### GOAL
Transcribe every line of the records below, character for character, with no changes.

Stored records
************

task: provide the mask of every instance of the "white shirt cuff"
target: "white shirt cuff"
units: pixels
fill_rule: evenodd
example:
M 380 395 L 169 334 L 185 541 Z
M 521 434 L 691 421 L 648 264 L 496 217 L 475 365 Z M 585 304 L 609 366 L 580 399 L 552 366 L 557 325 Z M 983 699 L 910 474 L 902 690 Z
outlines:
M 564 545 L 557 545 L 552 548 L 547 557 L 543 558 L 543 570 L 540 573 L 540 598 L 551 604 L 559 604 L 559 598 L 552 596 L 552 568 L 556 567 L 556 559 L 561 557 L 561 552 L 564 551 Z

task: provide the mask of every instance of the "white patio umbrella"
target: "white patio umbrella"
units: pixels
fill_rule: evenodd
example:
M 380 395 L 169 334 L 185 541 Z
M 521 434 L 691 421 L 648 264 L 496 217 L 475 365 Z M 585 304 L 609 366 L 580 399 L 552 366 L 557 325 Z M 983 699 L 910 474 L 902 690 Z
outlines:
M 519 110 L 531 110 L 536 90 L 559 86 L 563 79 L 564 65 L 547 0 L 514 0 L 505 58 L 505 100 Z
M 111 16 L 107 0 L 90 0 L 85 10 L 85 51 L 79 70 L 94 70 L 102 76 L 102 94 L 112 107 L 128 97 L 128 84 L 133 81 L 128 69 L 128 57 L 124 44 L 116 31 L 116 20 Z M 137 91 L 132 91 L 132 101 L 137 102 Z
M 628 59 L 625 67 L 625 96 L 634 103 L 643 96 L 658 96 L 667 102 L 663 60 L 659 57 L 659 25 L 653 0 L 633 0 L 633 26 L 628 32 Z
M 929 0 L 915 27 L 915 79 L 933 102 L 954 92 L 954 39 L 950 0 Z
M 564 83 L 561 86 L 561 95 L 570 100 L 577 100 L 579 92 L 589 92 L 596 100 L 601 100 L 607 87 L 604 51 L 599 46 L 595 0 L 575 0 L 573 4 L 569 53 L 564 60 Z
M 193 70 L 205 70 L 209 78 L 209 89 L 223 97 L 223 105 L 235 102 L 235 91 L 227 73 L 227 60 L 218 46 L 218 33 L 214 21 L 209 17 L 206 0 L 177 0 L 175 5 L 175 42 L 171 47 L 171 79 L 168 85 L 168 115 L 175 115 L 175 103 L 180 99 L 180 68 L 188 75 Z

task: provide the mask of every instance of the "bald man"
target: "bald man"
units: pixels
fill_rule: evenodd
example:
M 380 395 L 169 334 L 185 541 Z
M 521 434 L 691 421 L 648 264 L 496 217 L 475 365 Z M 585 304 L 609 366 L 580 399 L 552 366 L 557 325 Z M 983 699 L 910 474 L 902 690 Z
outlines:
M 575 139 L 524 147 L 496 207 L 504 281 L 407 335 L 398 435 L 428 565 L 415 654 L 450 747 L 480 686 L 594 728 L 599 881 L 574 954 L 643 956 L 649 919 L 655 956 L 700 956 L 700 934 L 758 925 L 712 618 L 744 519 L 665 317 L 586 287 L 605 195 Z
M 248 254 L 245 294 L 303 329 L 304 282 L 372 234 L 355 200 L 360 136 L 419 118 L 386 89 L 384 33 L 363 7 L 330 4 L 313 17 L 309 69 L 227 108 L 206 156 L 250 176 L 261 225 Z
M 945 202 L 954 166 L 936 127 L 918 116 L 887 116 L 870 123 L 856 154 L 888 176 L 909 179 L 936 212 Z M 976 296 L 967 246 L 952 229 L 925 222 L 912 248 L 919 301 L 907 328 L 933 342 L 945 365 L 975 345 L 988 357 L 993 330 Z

************

### TASK SOLUTION
task: provide the mask of every instance of the "white shirt cuff"
target: "white shirt cuff"
units: pixels
fill_rule: evenodd
example:
M 380 395 L 169 334 L 185 541 Z
M 521 434 L 691 421 L 648 264 L 496 217 L 475 365 Z M 585 304 L 609 366 L 580 399 L 552 366 L 557 325 Z M 983 699 L 910 474 L 902 690 Z
outlines:
M 564 545 L 557 545 L 552 548 L 547 557 L 543 558 L 543 570 L 540 573 L 540 598 L 551 604 L 559 604 L 559 598 L 552 596 L 552 568 L 556 567 L 556 559 L 561 557 L 561 552 L 564 551 Z

task: provide the mask of every instance of the "white patio umbrella"
target: "white patio umbrella"
units: pixels
fill_rule: evenodd
example:
M 380 395 L 169 334 L 185 541 Z
M 521 434 L 691 421 L 648 264 L 496 217 L 475 365 Z M 585 304 L 609 366 L 580 399 L 552 366 L 557 325 Z M 983 699 L 910 474 L 902 690 Z
outlines:
M 519 110 L 531 110 L 536 90 L 559 86 L 563 79 L 564 65 L 547 0 L 514 0 L 505 58 L 505 100 Z
M 111 16 L 107 0 L 90 0 L 85 10 L 85 51 L 79 70 L 94 70 L 102 76 L 102 94 L 112 107 L 128 97 L 128 84 L 133 81 L 128 69 L 128 57 L 124 44 L 116 31 L 116 20 Z M 137 91 L 132 91 L 132 101 L 137 102 Z
M 628 59 L 625 67 L 625 96 L 634 103 L 643 96 L 658 96 L 667 102 L 663 60 L 659 57 L 659 25 L 653 0 L 633 0 L 633 26 L 628 32 Z
M 929 0 L 915 27 L 915 79 L 933 102 L 954 92 L 954 39 L 950 0 Z
M 564 83 L 561 86 L 561 95 L 570 100 L 577 100 L 579 92 L 589 92 L 596 100 L 601 100 L 607 87 L 604 51 L 599 46 L 595 0 L 575 0 L 573 4 L 569 53 L 564 60 Z
M 193 70 L 205 70 L 209 78 L 209 89 L 223 97 L 223 105 L 235 102 L 235 91 L 227 73 L 227 60 L 218 46 L 218 33 L 214 21 L 209 17 L 206 0 L 177 0 L 175 5 L 175 42 L 171 47 L 171 79 L 168 85 L 168 115 L 175 115 L 175 103 L 180 99 L 180 68 L 188 75 Z

task: provide the mask of every instance of the "bald man"
target: "bald man"
units: pixels
fill_rule: evenodd
example:
M 380 395 L 169 334 L 185 541 Z
M 521 434 L 691 421 L 648 264 L 496 217 L 475 365 Z M 585 304 L 609 366 L 580 399 L 552 366 L 557 325 Z M 983 699 L 910 474 L 902 690 Z
outlines:
M 575 139 L 524 147 L 496 207 L 504 281 L 407 335 L 398 435 L 428 565 L 415 654 L 450 747 L 480 686 L 594 728 L 599 881 L 574 954 L 643 956 L 649 919 L 655 956 L 700 956 L 700 934 L 758 925 L 712 618 L 744 519 L 665 317 L 586 287 L 605 195 Z
M 248 254 L 245 294 L 303 329 L 304 282 L 372 234 L 355 200 L 360 136 L 419 118 L 386 89 L 384 33 L 363 7 L 330 4 L 313 17 L 309 69 L 227 108 L 206 156 L 250 176 L 261 225 Z
M 945 202 L 954 166 L 936 127 L 918 116 L 887 116 L 870 123 L 856 154 L 888 176 L 909 179 L 936 212 Z M 976 296 L 967 246 L 952 229 L 925 222 L 912 248 L 919 301 L 907 328 L 933 342 L 945 365 L 975 345 L 988 357 L 993 330 Z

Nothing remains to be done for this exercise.